* **Task input**
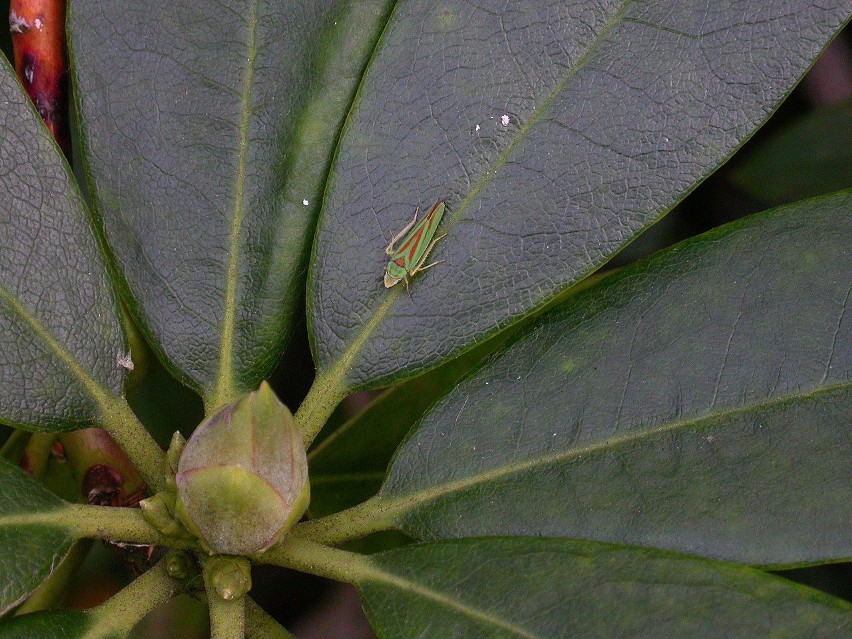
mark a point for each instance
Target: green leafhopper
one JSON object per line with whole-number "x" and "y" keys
{"x": 417, "y": 242}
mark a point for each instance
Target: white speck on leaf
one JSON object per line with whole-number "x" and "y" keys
{"x": 125, "y": 361}
{"x": 17, "y": 24}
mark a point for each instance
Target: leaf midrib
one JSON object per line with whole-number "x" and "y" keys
{"x": 102, "y": 397}
{"x": 612, "y": 443}
{"x": 375, "y": 573}
{"x": 336, "y": 372}
{"x": 225, "y": 388}
{"x": 383, "y": 511}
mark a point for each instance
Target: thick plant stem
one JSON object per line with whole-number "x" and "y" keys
{"x": 316, "y": 559}
{"x": 373, "y": 515}
{"x": 38, "y": 40}
{"x": 134, "y": 439}
{"x": 323, "y": 397}
{"x": 119, "y": 614}
{"x": 102, "y": 522}
{"x": 259, "y": 625}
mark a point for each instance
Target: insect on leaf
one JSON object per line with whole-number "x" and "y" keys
{"x": 417, "y": 243}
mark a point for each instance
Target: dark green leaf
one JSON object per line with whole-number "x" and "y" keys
{"x": 502, "y": 588}
{"x": 349, "y": 465}
{"x": 63, "y": 624}
{"x": 613, "y": 111}
{"x": 698, "y": 400}
{"x": 812, "y": 156}
{"x": 60, "y": 336}
{"x": 206, "y": 126}
{"x": 30, "y": 549}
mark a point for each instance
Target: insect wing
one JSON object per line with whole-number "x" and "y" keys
{"x": 414, "y": 246}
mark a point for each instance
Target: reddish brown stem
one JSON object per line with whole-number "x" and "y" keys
{"x": 38, "y": 40}
{"x": 105, "y": 474}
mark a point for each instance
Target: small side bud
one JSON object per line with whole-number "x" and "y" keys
{"x": 242, "y": 479}
{"x": 228, "y": 577}
{"x": 179, "y": 565}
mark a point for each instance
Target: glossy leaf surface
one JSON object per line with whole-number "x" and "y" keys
{"x": 554, "y": 131}
{"x": 698, "y": 400}
{"x": 208, "y": 129}
{"x": 60, "y": 336}
{"x": 505, "y": 588}
{"x": 29, "y": 548}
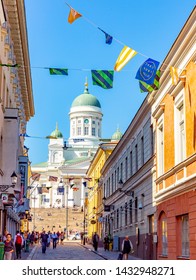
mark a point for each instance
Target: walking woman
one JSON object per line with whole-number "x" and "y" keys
{"x": 9, "y": 247}
{"x": 127, "y": 247}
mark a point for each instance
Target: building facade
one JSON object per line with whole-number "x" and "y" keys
{"x": 129, "y": 189}
{"x": 17, "y": 107}
{"x": 174, "y": 114}
{"x": 93, "y": 212}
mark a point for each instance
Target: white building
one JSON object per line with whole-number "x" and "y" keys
{"x": 69, "y": 160}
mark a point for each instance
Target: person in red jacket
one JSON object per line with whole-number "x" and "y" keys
{"x": 9, "y": 247}
{"x": 18, "y": 242}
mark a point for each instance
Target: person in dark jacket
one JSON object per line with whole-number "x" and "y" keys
{"x": 9, "y": 247}
{"x": 106, "y": 242}
{"x": 44, "y": 241}
{"x": 127, "y": 247}
{"x": 18, "y": 242}
{"x": 95, "y": 241}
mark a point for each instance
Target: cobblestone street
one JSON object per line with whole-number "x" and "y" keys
{"x": 67, "y": 251}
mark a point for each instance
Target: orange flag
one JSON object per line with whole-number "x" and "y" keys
{"x": 73, "y": 15}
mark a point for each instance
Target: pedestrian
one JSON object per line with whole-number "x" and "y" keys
{"x": 95, "y": 241}
{"x": 44, "y": 240}
{"x": 9, "y": 247}
{"x": 127, "y": 247}
{"x": 106, "y": 242}
{"x": 5, "y": 235}
{"x": 18, "y": 242}
{"x": 54, "y": 239}
{"x": 62, "y": 237}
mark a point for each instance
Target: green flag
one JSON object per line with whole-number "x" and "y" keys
{"x": 58, "y": 71}
{"x": 9, "y": 65}
{"x": 103, "y": 78}
{"x": 144, "y": 87}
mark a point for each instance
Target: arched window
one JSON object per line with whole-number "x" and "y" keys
{"x": 163, "y": 234}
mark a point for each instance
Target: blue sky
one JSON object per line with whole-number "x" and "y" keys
{"x": 149, "y": 27}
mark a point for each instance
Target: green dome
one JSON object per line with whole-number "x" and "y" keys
{"x": 117, "y": 135}
{"x": 56, "y": 133}
{"x": 86, "y": 99}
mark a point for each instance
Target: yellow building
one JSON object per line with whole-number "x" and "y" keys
{"x": 174, "y": 112}
{"x": 94, "y": 210}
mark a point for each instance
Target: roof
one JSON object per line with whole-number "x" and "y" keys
{"x": 86, "y": 99}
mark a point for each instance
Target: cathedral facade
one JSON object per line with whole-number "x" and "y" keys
{"x": 61, "y": 180}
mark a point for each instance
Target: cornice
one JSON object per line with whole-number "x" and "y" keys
{"x": 16, "y": 17}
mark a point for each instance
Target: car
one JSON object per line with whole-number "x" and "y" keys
{"x": 75, "y": 236}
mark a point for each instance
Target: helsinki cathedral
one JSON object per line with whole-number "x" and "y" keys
{"x": 62, "y": 177}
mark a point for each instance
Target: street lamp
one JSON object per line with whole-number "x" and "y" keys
{"x": 4, "y": 188}
{"x": 67, "y": 209}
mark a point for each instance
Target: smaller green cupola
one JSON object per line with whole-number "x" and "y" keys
{"x": 56, "y": 133}
{"x": 117, "y": 135}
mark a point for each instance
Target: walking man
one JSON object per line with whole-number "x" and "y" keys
{"x": 54, "y": 239}
{"x": 44, "y": 240}
{"x": 18, "y": 242}
{"x": 9, "y": 247}
{"x": 95, "y": 241}
{"x": 127, "y": 247}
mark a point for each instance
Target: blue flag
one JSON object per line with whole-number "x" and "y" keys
{"x": 147, "y": 71}
{"x": 108, "y": 38}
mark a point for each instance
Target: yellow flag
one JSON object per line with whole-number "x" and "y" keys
{"x": 73, "y": 15}
{"x": 124, "y": 57}
{"x": 174, "y": 75}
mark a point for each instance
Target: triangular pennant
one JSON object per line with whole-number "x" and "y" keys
{"x": 108, "y": 38}
{"x": 73, "y": 15}
{"x": 103, "y": 78}
{"x": 174, "y": 75}
{"x": 124, "y": 57}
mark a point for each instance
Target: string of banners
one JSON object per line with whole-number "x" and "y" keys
{"x": 148, "y": 73}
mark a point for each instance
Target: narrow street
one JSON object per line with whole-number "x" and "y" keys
{"x": 67, "y": 251}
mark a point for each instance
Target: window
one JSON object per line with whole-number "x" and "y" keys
{"x": 152, "y": 139}
{"x": 142, "y": 150}
{"x": 164, "y": 237}
{"x": 44, "y": 199}
{"x": 131, "y": 163}
{"x": 86, "y": 131}
{"x": 126, "y": 213}
{"x": 141, "y": 207}
{"x": 121, "y": 213}
{"x": 121, "y": 171}
{"x": 136, "y": 210}
{"x": 160, "y": 154}
{"x": 126, "y": 169}
{"x": 112, "y": 183}
{"x": 180, "y": 133}
{"x": 93, "y": 131}
{"x": 117, "y": 218}
{"x": 118, "y": 175}
{"x": 130, "y": 212}
{"x": 185, "y": 235}
{"x": 115, "y": 186}
{"x": 79, "y": 130}
{"x": 136, "y": 158}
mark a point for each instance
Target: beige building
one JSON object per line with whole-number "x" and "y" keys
{"x": 17, "y": 107}
{"x": 129, "y": 188}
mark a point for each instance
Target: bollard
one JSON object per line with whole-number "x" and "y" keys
{"x": 2, "y": 245}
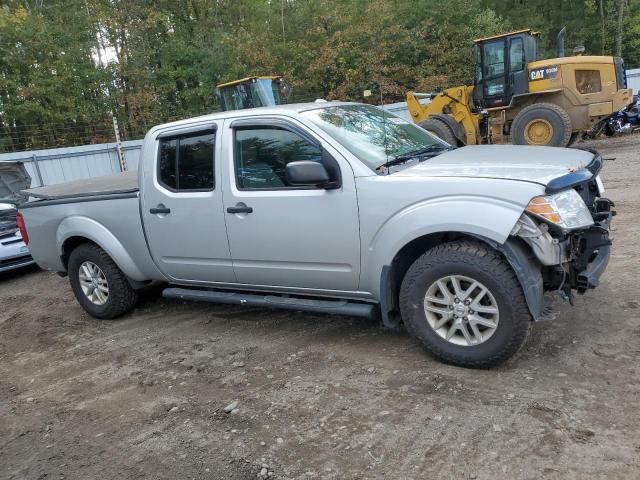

* **Task goal**
Count how many of the lines above contain the string "insect", with case counting, and reply with the number alone.

* **The reply**
2